> _GOAL OF THE EXERCISE_
Once the images are removed, set down everything else in the listing below exactly.

#### DATA SHOWN

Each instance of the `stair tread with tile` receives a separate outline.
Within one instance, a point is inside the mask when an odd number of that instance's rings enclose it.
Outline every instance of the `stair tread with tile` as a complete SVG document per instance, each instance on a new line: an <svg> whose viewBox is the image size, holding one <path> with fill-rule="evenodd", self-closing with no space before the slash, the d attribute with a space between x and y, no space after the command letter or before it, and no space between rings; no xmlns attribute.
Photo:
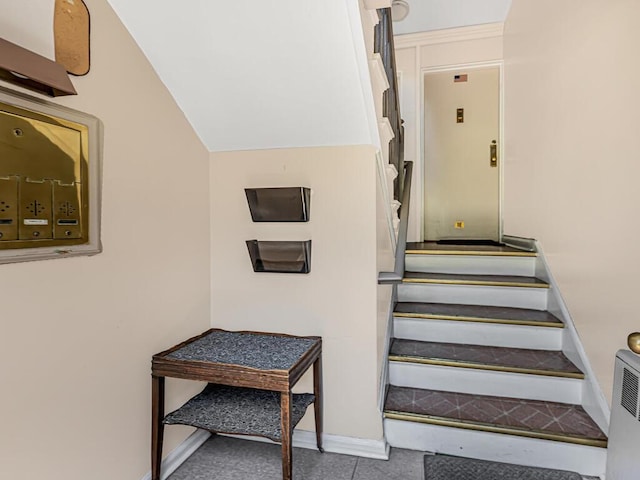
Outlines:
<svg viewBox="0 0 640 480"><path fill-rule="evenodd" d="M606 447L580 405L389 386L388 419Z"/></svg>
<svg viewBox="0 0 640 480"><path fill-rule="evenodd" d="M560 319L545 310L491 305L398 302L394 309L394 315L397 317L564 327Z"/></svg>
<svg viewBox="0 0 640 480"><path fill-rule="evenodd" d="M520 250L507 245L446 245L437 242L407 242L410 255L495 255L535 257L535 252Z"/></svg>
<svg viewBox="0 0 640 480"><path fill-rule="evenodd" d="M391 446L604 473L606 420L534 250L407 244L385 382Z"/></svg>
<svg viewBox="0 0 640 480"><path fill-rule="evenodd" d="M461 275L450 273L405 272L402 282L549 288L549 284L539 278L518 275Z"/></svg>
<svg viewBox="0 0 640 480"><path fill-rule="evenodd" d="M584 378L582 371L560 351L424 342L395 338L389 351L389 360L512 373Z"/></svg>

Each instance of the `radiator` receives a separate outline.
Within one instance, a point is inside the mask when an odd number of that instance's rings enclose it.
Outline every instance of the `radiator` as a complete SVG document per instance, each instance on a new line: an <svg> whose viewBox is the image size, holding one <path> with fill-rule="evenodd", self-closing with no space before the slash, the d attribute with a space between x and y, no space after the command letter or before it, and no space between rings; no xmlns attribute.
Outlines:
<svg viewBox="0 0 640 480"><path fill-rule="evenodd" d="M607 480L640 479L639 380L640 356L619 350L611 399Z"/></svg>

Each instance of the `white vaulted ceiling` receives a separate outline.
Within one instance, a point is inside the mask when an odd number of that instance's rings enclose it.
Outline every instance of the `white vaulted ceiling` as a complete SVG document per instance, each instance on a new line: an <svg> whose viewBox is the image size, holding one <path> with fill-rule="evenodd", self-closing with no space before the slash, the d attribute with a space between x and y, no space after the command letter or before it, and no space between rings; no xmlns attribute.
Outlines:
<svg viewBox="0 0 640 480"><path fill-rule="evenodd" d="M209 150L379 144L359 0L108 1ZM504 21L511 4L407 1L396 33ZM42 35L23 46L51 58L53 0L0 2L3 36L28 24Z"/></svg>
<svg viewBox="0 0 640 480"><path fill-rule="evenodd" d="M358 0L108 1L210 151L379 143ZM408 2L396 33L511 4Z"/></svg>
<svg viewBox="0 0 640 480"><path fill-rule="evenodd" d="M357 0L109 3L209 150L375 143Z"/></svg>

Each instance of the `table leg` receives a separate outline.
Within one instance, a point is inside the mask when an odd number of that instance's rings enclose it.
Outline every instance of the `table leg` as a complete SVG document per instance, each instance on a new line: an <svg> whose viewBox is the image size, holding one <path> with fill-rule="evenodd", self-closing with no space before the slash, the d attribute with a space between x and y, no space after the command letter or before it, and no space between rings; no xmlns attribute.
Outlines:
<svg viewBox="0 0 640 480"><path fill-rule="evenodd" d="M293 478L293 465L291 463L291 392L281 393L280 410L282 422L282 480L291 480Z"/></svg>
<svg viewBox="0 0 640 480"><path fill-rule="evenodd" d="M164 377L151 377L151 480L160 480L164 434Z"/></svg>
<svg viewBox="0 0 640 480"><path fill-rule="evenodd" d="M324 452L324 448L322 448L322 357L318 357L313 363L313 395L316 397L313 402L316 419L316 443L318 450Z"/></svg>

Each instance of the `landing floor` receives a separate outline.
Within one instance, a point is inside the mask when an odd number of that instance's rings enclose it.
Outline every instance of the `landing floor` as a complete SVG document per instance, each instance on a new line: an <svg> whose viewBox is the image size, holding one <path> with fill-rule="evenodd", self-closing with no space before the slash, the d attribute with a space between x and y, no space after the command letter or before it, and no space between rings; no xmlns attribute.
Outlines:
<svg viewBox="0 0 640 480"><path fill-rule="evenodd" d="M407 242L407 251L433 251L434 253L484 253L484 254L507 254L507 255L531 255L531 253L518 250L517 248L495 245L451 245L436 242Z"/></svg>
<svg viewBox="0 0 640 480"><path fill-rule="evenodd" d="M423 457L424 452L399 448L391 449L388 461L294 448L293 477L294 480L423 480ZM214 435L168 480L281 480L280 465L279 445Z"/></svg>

########

> _ANSWER SPACE_
Each instance of the `stair tread with tile` receives a separate outline.
Within one instance, a point is inside the mask when an odd number of that instance's rings enclose it.
Outline every instance of the `stair tread with tile` as a complete SVG document per instance, each instance on a new line: an <svg> whose viewBox is the image size, holding one <path> with fill-rule="evenodd", self-closing with no space before the slash, the d attribute with a space between x and y, no space after the command letter or before it, and no space between rings; no xmlns attribute.
Photo:
Outlines:
<svg viewBox="0 0 640 480"><path fill-rule="evenodd" d="M606 447L580 405L389 386L388 419Z"/></svg>
<svg viewBox="0 0 640 480"><path fill-rule="evenodd" d="M560 319L545 310L491 305L398 302L394 309L394 315L397 317L564 327Z"/></svg>
<svg viewBox="0 0 640 480"><path fill-rule="evenodd" d="M520 250L507 245L446 245L437 242L407 242L410 255L495 255L535 257L535 252Z"/></svg>
<svg viewBox="0 0 640 480"><path fill-rule="evenodd" d="M391 446L604 473L606 420L534 250L407 244L385 382Z"/></svg>
<svg viewBox="0 0 640 480"><path fill-rule="evenodd" d="M461 275L450 273L405 272L402 282L549 288L549 284L539 278L518 275Z"/></svg>
<svg viewBox="0 0 640 480"><path fill-rule="evenodd" d="M584 378L582 371L560 351L424 342L395 338L389 351L389 360L512 373Z"/></svg>

Each instance of the `radiator` receives a separate outline.
Within one instance, a point is inside the mask when an odd number of that instance's rings enclose it.
Outline every instance of the `radiator` as a complete SVG document per instance, each instance on a new line: an <svg> whose viewBox is the image size, holding one <path> with fill-rule="evenodd", self-closing with no space before the slash, the d attribute with a space between x and y, no space after the command letter or before it, and no space between rings; no xmlns attribute.
Outlines:
<svg viewBox="0 0 640 480"><path fill-rule="evenodd" d="M607 480L640 479L639 380L640 356L619 350L611 399Z"/></svg>

Each instance of the `white vaulted ceiling` receives a separate outline.
Within one instance, a point is inside the mask when an odd number of that instance's rings enclose it.
Outline every instance of the `white vaulted ceiling` as a complete SVG document per instance, each instance on a new line: an <svg> whose viewBox is the image size, holding one <path> with fill-rule="evenodd", self-closing with no space before the slash, the d attribute with a space between x and y, no space after the command letter or before it, and no space between rings; no xmlns attribute.
Outlines:
<svg viewBox="0 0 640 480"><path fill-rule="evenodd" d="M209 150L379 144L359 0L108 1ZM504 21L511 4L407 1L396 33ZM42 35L23 46L51 58L53 0L0 2L3 36L28 24Z"/></svg>
<svg viewBox="0 0 640 480"><path fill-rule="evenodd" d="M358 0L108 1L210 151L379 143ZM408 2L396 33L511 4Z"/></svg>
<svg viewBox="0 0 640 480"><path fill-rule="evenodd" d="M357 0L109 3L209 150L375 143Z"/></svg>

Each instance of the `table leg` receives a separate outline.
Within one instance, a point is inside the mask when an odd number of that instance's rings enclose it.
Outline every instance of the `table leg` as a complete SVG document per instance, each instance on a new line: an <svg> whose viewBox is the image size, holding one <path> with fill-rule="evenodd", self-closing with no space before the slash, the d attribute with a space between x and y, no space after the command letter or before it, and no space between rings; no xmlns attribute.
Outlines:
<svg viewBox="0 0 640 480"><path fill-rule="evenodd" d="M293 478L293 465L291 463L291 392L281 393L280 410L282 422L282 480L291 480Z"/></svg>
<svg viewBox="0 0 640 480"><path fill-rule="evenodd" d="M164 377L151 377L151 480L160 480L164 434Z"/></svg>
<svg viewBox="0 0 640 480"><path fill-rule="evenodd" d="M324 452L324 448L322 448L322 357L318 357L313 363L313 395L316 397L313 402L316 419L316 443L318 450Z"/></svg>

Each instance of the `landing floor` receives a separate outline.
Within one instance, a point is inside the mask when an odd number of that instance's rings enclose it.
Outline every instance of the `landing floor` as a complete SVG document per instance, each instance on a new line: an <svg> whose viewBox is the image size, holding one <path> with fill-rule="evenodd", self-closing with no space before the slash, the d attribute with a space between x and y, no space after the command letter or before it, and no space between rings; no xmlns attribute.
Outlines:
<svg viewBox="0 0 640 480"><path fill-rule="evenodd" d="M407 242L407 251L433 251L434 253L484 253L484 254L507 254L507 255L531 255L531 253L518 250L517 248L495 245L451 245L436 242Z"/></svg>
<svg viewBox="0 0 640 480"><path fill-rule="evenodd" d="M423 457L424 452L399 448L391 449L388 461L294 448L293 477L294 480L423 480ZM214 435L168 480L281 480L280 465L279 445Z"/></svg>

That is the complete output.